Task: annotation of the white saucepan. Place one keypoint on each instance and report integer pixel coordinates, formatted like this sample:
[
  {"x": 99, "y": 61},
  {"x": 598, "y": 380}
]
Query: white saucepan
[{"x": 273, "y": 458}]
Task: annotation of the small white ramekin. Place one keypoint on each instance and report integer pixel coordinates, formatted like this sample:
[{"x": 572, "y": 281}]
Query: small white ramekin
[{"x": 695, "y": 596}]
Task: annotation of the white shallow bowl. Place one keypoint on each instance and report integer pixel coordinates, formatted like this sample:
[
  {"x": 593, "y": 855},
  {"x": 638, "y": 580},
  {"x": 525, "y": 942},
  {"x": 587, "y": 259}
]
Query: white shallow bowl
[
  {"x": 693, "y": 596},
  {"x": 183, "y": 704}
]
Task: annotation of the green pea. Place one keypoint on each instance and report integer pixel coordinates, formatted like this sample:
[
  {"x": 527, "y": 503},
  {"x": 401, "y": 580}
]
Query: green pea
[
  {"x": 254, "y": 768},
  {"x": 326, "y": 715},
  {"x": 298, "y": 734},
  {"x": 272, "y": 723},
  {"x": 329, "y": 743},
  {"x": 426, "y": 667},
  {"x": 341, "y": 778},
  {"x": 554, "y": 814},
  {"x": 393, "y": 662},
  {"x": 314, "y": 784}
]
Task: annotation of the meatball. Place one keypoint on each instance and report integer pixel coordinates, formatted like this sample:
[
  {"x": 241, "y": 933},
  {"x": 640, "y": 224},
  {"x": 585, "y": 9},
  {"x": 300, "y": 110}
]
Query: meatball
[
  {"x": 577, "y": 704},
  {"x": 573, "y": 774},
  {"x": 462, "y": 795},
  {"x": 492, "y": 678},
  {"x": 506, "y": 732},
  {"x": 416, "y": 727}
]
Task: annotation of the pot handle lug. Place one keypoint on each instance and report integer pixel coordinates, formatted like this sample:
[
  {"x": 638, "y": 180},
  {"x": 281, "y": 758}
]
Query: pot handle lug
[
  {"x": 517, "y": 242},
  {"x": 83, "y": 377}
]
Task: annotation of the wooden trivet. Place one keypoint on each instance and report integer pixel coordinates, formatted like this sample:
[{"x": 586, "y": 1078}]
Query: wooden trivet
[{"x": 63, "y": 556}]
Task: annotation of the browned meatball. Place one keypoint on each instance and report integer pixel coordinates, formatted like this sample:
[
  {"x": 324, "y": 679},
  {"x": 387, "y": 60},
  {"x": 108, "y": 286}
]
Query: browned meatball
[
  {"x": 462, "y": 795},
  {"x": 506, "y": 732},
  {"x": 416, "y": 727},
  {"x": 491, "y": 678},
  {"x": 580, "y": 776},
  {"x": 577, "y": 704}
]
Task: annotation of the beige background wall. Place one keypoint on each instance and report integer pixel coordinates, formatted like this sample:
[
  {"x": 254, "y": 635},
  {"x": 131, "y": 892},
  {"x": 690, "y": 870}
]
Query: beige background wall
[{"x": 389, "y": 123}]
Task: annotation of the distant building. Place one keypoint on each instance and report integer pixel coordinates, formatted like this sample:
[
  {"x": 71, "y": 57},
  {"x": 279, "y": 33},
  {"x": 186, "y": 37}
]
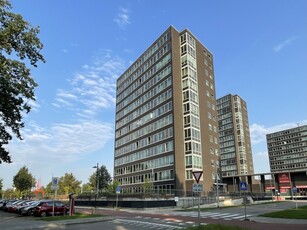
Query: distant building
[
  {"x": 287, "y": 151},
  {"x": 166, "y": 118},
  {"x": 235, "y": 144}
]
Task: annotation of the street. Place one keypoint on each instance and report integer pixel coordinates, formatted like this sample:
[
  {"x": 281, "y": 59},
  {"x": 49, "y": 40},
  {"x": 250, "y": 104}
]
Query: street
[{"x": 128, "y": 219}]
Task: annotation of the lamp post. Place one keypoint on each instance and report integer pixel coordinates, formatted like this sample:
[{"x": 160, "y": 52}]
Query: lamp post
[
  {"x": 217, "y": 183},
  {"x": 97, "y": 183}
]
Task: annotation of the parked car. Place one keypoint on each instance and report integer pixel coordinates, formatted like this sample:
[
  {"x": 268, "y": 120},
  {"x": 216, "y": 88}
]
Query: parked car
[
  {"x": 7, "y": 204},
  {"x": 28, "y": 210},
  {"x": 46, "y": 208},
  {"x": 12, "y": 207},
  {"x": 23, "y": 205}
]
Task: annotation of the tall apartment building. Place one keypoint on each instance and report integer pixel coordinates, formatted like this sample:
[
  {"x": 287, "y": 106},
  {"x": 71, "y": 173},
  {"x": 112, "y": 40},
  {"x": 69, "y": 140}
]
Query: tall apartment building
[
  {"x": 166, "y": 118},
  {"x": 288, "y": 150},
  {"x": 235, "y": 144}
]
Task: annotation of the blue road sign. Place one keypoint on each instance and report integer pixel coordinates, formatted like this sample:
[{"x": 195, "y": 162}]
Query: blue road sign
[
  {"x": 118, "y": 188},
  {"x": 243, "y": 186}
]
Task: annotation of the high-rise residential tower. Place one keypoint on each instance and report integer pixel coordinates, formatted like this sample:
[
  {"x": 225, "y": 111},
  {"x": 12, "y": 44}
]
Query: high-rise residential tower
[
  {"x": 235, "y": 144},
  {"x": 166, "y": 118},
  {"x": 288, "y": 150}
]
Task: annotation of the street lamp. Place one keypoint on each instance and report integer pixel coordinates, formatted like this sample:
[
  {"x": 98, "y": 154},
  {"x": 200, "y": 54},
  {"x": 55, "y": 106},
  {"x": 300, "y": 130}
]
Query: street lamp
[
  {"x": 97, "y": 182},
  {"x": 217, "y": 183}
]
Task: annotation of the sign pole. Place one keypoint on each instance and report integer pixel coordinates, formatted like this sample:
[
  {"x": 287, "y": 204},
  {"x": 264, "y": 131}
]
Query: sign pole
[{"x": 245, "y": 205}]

***

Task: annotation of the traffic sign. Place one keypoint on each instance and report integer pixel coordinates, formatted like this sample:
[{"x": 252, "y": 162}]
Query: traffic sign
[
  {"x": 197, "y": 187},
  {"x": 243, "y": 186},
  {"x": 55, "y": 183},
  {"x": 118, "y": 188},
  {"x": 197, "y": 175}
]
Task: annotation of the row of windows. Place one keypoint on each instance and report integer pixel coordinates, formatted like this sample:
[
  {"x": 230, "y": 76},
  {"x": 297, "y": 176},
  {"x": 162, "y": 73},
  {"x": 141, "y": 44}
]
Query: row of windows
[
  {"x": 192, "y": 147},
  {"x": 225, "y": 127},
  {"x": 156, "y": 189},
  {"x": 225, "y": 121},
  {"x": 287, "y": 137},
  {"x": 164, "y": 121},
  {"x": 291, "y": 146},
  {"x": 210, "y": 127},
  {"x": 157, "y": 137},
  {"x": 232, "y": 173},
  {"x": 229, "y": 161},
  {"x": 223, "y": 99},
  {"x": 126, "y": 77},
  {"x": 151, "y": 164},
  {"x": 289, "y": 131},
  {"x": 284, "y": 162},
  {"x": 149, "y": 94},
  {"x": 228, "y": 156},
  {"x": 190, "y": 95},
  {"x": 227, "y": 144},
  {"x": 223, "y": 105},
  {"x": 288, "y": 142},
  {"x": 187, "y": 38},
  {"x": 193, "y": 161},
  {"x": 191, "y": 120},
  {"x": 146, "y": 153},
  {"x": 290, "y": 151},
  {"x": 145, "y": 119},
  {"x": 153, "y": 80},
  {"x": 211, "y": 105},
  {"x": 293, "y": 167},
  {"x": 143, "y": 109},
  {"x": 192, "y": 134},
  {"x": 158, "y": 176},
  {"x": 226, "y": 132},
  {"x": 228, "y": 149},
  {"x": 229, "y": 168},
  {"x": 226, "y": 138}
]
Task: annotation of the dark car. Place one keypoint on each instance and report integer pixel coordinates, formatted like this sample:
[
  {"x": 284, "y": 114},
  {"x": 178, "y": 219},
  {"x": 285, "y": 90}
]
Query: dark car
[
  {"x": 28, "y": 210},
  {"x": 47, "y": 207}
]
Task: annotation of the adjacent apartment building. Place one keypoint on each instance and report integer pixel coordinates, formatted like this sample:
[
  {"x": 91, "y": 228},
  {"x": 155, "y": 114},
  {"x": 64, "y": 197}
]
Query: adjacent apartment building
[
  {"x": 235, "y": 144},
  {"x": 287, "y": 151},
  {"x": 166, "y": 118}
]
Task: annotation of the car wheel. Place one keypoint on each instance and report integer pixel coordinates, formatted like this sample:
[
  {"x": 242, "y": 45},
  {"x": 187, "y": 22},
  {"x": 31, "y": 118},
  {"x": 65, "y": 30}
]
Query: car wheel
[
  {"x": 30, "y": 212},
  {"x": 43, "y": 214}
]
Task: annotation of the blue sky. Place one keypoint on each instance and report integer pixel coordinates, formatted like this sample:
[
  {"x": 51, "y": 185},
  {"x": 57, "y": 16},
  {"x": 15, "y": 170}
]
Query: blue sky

***

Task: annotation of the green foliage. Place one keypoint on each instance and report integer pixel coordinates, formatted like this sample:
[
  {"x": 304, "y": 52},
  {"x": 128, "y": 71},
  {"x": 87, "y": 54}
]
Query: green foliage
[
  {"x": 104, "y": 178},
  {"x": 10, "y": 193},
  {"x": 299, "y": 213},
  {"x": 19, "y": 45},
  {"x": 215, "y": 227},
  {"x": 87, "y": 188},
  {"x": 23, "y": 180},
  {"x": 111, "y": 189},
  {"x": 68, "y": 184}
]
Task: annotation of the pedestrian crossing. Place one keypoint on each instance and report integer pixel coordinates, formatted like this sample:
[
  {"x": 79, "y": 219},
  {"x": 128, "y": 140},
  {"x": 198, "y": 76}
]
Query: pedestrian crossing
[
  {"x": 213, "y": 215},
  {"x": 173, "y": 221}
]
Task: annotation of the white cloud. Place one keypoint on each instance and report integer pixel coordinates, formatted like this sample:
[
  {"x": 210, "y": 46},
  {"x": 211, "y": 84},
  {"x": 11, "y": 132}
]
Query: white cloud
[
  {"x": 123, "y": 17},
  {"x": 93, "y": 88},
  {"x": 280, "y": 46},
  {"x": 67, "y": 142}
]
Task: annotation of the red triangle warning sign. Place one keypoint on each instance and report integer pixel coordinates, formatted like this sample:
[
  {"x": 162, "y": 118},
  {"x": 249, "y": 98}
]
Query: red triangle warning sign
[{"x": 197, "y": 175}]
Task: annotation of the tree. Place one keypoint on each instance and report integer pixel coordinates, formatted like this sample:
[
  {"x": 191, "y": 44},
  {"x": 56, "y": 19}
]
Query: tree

***

◆ **Work to complete**
Look above for the line with "Task: annotation of the car" and the line with "Query: blue sky". Write out those two lines and all the lines between them, exactly, and no others.

◆ **Completed exercise**
Task: annotation of the car wheel. Place one keypoint on each instance and report integer pixel coordinates, formatted like this sample:
[
  {"x": 242, "y": 45},
  {"x": 187, "y": 22},
  {"x": 31, "y": 118},
  {"x": 65, "y": 30}
]
Query: car wheel
[
  {"x": 30, "y": 212},
  {"x": 43, "y": 214}
]
Task: annotation of the blue sky. Place one keypoint on each instance and report integer pixel coordinates, formatted like this sample:
[
  {"x": 51, "y": 185},
  {"x": 57, "y": 16},
  {"x": 15, "y": 170}
]
Query: blue sky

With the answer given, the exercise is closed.